● **Region annotation entries**
++++++++

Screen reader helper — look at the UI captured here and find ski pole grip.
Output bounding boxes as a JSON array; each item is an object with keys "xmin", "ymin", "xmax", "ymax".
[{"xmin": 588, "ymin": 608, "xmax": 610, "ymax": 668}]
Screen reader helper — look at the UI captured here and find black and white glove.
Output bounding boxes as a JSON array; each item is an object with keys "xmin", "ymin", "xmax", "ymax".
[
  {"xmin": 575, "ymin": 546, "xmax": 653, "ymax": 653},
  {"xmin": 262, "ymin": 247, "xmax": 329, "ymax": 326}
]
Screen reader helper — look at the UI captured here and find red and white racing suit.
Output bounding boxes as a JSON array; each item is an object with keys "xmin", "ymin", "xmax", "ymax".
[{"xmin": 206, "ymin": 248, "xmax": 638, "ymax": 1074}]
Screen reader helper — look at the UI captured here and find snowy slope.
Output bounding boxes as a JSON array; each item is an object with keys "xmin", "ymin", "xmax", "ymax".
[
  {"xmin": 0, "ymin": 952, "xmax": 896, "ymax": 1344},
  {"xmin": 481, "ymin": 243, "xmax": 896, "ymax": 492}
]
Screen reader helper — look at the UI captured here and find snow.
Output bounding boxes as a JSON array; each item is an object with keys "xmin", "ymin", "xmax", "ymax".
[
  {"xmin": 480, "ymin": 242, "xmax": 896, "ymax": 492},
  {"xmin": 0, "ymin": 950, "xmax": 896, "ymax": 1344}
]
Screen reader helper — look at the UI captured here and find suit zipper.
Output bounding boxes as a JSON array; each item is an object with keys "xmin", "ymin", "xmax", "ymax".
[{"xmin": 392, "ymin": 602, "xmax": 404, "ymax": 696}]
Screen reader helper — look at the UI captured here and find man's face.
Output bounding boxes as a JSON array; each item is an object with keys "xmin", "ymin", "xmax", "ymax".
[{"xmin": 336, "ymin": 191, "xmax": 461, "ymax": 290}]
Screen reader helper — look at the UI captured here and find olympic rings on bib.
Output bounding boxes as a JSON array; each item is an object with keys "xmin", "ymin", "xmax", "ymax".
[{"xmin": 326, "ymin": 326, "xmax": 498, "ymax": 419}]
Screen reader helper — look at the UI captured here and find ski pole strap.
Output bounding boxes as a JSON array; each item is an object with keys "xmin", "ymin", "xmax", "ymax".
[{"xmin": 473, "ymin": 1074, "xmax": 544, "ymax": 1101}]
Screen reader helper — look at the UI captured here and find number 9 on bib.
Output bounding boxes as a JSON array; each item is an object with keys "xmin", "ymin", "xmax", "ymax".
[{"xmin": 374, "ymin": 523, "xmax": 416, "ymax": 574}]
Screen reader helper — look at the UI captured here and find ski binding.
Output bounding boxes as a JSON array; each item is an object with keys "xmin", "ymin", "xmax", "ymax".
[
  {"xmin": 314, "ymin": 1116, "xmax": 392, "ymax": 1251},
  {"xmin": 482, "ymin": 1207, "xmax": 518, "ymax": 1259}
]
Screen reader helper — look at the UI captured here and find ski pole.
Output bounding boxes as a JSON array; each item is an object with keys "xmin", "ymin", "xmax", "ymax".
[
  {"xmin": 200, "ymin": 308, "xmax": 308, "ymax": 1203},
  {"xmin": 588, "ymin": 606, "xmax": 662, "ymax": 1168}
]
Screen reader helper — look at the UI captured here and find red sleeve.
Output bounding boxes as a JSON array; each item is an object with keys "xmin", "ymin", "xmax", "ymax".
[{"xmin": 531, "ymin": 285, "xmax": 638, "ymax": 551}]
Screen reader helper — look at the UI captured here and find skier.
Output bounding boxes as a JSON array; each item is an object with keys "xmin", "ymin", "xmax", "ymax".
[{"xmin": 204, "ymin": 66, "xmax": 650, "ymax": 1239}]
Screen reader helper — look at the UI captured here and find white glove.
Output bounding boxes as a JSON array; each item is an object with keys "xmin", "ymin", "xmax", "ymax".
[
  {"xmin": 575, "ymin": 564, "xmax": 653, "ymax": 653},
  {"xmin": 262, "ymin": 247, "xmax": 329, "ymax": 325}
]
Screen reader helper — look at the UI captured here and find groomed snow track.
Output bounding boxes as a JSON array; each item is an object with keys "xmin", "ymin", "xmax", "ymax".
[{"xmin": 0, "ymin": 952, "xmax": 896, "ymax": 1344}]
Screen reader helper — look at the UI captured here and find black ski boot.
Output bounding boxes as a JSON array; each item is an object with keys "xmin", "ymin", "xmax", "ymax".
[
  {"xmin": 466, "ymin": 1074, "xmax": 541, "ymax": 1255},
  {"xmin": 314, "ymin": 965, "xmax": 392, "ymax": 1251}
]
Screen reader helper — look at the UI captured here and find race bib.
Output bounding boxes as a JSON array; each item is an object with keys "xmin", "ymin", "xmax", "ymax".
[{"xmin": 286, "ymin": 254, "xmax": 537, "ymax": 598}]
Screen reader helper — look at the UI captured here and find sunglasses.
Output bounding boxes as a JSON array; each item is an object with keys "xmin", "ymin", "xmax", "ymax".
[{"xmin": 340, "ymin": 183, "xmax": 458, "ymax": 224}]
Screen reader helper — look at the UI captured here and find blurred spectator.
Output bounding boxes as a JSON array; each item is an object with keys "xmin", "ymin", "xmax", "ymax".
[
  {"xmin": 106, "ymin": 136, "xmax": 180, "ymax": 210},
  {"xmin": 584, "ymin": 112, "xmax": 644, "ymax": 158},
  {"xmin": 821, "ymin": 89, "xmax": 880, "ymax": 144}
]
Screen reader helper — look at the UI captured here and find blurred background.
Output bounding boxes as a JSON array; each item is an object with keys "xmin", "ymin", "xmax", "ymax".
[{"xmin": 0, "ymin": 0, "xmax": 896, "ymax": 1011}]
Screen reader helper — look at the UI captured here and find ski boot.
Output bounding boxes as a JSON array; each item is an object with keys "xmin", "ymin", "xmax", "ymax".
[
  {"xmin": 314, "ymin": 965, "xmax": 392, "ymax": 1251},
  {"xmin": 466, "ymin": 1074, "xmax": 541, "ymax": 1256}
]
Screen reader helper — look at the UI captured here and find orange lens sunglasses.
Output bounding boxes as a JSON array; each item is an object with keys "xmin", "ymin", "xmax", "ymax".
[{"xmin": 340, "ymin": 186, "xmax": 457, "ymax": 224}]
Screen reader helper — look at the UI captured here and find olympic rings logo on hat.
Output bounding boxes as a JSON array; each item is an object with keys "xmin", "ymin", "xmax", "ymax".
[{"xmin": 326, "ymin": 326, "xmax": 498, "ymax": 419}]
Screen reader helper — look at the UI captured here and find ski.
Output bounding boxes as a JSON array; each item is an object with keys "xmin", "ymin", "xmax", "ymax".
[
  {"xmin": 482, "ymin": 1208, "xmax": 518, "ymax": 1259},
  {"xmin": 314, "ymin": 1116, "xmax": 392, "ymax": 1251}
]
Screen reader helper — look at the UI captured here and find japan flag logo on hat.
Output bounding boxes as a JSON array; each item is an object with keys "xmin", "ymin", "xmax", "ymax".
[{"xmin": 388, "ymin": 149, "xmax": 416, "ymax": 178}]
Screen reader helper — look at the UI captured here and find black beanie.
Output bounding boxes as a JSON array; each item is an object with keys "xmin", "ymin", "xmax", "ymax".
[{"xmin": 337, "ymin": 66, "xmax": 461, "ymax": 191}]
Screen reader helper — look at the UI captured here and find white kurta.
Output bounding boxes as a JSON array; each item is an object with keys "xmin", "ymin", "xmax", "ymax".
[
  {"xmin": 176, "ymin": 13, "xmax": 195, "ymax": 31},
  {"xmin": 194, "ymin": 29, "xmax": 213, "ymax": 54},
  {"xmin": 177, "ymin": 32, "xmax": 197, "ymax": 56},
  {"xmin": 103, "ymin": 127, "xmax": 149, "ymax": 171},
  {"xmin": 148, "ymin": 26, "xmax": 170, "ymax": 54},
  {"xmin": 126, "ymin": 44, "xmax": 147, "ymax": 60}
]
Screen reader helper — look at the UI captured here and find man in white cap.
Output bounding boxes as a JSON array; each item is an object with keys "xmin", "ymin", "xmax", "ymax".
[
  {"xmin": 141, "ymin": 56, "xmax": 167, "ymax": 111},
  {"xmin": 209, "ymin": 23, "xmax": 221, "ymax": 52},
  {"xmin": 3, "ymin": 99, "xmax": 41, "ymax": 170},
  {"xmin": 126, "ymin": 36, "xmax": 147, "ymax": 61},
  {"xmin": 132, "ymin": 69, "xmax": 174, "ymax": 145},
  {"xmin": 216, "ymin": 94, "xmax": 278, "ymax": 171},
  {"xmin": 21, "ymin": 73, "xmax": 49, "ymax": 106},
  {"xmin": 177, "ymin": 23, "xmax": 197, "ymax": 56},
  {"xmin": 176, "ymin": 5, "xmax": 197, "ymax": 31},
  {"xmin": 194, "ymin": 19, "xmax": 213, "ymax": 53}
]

++++++++

● **AIM OF THE EXERCISE**
How many lines in the items above contain the string "white"? Matching is case-sensitive. Reply with the number alone.

● **RIGHT ANSWER**
5